- WHAT THE EXERCISE ASKS:
Write out the listing in full, matching it word for word.
## BEGIN
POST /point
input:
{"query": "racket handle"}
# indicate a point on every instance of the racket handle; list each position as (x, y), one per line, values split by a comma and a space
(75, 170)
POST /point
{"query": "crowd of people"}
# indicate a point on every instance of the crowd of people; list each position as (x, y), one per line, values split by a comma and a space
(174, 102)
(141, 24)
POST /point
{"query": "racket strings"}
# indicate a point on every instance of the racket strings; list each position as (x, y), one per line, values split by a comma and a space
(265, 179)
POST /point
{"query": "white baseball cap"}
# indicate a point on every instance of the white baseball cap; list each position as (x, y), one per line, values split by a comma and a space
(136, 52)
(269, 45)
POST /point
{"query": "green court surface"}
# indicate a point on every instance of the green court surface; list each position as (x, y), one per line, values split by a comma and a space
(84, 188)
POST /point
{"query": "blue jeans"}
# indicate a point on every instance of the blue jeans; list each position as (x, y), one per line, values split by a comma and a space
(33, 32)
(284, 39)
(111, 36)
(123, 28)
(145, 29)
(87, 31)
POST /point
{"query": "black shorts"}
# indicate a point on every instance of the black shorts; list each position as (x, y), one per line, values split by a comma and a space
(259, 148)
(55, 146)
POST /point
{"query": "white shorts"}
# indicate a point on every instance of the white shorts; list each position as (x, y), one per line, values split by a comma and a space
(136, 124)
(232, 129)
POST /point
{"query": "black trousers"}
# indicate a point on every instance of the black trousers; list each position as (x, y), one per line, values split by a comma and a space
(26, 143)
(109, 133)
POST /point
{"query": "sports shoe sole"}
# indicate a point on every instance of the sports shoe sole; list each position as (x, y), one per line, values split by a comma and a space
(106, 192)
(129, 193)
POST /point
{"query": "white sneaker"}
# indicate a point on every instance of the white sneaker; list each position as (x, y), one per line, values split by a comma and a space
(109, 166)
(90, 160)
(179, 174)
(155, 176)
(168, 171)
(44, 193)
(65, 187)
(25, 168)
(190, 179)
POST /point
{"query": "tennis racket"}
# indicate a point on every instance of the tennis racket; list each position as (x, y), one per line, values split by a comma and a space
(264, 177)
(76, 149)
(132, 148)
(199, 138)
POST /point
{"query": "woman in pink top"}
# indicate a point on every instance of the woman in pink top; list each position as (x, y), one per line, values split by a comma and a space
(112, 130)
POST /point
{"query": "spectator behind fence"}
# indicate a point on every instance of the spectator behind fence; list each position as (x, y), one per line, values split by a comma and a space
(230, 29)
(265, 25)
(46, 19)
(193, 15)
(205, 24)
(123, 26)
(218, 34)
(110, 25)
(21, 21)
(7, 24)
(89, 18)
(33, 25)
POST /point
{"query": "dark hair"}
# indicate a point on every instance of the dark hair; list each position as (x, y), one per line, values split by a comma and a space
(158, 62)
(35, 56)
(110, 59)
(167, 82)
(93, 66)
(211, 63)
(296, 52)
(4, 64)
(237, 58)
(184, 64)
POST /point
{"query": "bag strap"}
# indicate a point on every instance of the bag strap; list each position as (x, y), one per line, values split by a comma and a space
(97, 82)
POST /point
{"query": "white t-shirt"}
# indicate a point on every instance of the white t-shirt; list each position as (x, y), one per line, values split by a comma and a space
## END
- WORKED ANSWER:
POST /point
input:
{"query": "racket handle"}
# indicate a point on every instance of the racket handle; list each position as (x, y), one per line, values split by a comma and a space
(75, 170)
POST /point
{"query": "crowd of people"}
# indicate a point on every instance of the crowd of people; list each position as (x, y), one per line, values split by a comma and a space
(174, 102)
(141, 24)
POST /point
{"query": "racket strings"}
# indicate a point on every instance of the racket strings; list each position as (x, y), one per line, values split by a comma and a space
(265, 179)
POST /point
{"query": "white baseball cap"}
# indicate a point on every instance of the white baseball cap; list each position as (x, y), one per line, values split by a comma and a space
(136, 52)
(269, 45)
POST /point
{"query": "green court surface"}
# indicate a point on every instance of the green court surface; list each position as (x, y), one per line, values split by a comma and a space
(84, 188)
POST /point
{"query": "blue jeans"}
# indicate a point on every instance of the blue jeans; list each position as (x, y), one per line, values split by a comma and a space
(33, 32)
(284, 39)
(111, 36)
(123, 28)
(145, 29)
(87, 31)
POST /point
{"query": "black shorts"}
# indicate a point on every instance of the black shorts; list each position as (x, y), one per line, values split by a comma and a space
(259, 148)
(55, 146)
POST /point
{"query": "white shorts"}
# indicate a point on every instance of the white shorts; list each position as (x, y), one per line, values split by a comma and a space
(136, 124)
(232, 129)
POST /point
{"query": "black trousers"}
# indicate a point on every instance of the black trousers; list each position as (x, y), one per line, values split by a comma and a space
(26, 143)
(109, 133)
POST /point
{"query": "sports shoe sole"}
# indicate a point on every instance of the sports shoe sole; list each position as (x, y), one per line, values split by a comma and a space
(106, 192)
(129, 193)
POST /point
{"query": "white sneaker"}
# indicate a point on every instance of the white sneaker; list each position as (x, y), one per line, values split by a comma and a space
(109, 166)
(90, 160)
(179, 174)
(155, 176)
(168, 171)
(44, 193)
(65, 187)
(25, 168)
(190, 179)
POST /point
{"query": "tennis racket"}
# indicate a point on every instance of the tennis racket; list each position as (x, y), one per line, values split by a comma and a space
(264, 177)
(76, 149)
(132, 148)
(199, 138)
POST /point
{"query": "woman in pink top"}
# indicate a point on every instance of the woman in pink top; list each position as (x, y), one per line, values split by a comma and a space
(112, 130)
POST /point
{"query": "spectator behind fence"}
# indicate a point on every instance of the spectator behind fence; list each position as (x, y), one per line, values split by a comma and a space
(230, 29)
(265, 25)
(46, 19)
(193, 15)
(205, 24)
(123, 26)
(218, 34)
(110, 25)
(21, 21)
(7, 24)
(89, 18)
(33, 25)
POST /point
{"query": "dark hair"}
# indicate a point on every instance of the dark hair; list each position as (x, y), one per line, values split by a comma and a space
(158, 62)
(35, 56)
(110, 59)
(167, 82)
(93, 66)
(211, 63)
(296, 52)
(4, 64)
(237, 58)
(184, 64)
POST /point
{"query": "bag strap"}
# indicate a point on every instance of the bag strap; list each position as (x, y), one per line, values split by a comma and a space
(97, 82)
POST /point
{"query": "white t-shirt"}
# indicate a point on every instance of the white t-shirt; list each position as (x, y), one per line, values split by a comma and a space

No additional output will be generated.